PROBLEM STATEMENT —
Transcribe each entry shown below with no difference from the original.

.....

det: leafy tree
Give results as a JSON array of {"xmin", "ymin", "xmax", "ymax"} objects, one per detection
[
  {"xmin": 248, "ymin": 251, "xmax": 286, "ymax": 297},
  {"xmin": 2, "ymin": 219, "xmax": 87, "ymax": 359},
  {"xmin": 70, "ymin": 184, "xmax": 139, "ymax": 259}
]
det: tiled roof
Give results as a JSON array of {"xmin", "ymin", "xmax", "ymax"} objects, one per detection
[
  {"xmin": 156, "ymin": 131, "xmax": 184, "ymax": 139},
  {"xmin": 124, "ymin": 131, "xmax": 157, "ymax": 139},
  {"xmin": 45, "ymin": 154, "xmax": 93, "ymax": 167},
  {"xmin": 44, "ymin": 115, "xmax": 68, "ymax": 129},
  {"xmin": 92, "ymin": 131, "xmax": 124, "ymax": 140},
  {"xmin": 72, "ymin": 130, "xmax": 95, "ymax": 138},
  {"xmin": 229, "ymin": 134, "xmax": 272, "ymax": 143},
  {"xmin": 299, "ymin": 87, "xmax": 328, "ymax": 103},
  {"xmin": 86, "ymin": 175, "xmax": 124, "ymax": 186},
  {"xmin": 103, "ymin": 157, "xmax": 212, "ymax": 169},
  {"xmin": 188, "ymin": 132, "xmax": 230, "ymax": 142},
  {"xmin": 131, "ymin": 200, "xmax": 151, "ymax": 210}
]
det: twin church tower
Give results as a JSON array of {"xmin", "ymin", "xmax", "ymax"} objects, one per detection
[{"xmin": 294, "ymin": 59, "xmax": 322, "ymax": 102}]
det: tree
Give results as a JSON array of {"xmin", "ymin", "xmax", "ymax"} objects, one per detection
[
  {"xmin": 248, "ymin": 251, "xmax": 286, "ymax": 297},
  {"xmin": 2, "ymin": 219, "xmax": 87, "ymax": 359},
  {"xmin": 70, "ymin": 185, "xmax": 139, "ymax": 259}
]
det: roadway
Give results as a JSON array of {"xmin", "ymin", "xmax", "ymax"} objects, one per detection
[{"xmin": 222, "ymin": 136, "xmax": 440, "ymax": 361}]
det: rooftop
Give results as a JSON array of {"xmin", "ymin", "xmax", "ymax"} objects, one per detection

.....

RESPONSE AREA —
det: leafy tree
Give results as a JSON array of {"xmin", "ymin", "xmax", "ymax"} objects, one per detection
[
  {"xmin": 248, "ymin": 251, "xmax": 286, "ymax": 297},
  {"xmin": 2, "ymin": 219, "xmax": 87, "ymax": 359},
  {"xmin": 70, "ymin": 184, "xmax": 139, "ymax": 259}
]
det: tiled roof
Give results as a JSON array of {"xmin", "ymin", "xmax", "ymax"} objects, one per detection
[
  {"xmin": 156, "ymin": 131, "xmax": 184, "ymax": 139},
  {"xmin": 124, "ymin": 131, "xmax": 157, "ymax": 139},
  {"xmin": 45, "ymin": 154, "xmax": 93, "ymax": 167},
  {"xmin": 44, "ymin": 115, "xmax": 68, "ymax": 129},
  {"xmin": 92, "ymin": 131, "xmax": 124, "ymax": 140},
  {"xmin": 72, "ymin": 130, "xmax": 95, "ymax": 138},
  {"xmin": 229, "ymin": 134, "xmax": 272, "ymax": 143},
  {"xmin": 299, "ymin": 87, "xmax": 328, "ymax": 103},
  {"xmin": 86, "ymin": 175, "xmax": 124, "ymax": 186},
  {"xmin": 103, "ymin": 157, "xmax": 212, "ymax": 169},
  {"xmin": 188, "ymin": 132, "xmax": 230, "ymax": 142},
  {"xmin": 131, "ymin": 200, "xmax": 151, "ymax": 210}
]
det: twin church tower
Give results as a JSON array of {"xmin", "ymin", "xmax", "ymax"} objects, one per detection
[{"xmin": 294, "ymin": 59, "xmax": 322, "ymax": 102}]
det: tree
Give results as a JSON array of {"xmin", "ymin", "xmax", "ymax"} objects, one per detection
[
  {"xmin": 248, "ymin": 251, "xmax": 286, "ymax": 297},
  {"xmin": 2, "ymin": 219, "xmax": 87, "ymax": 359},
  {"xmin": 70, "ymin": 185, "xmax": 139, "ymax": 259}
]
det: roadway
Give results as a JSON array of {"xmin", "ymin", "xmax", "ymax"} objects, one per detection
[{"xmin": 222, "ymin": 136, "xmax": 440, "ymax": 361}]
det: rooftop
Give results as a JSON array of {"xmin", "ymin", "xmax", "ymax"} objects, one per detection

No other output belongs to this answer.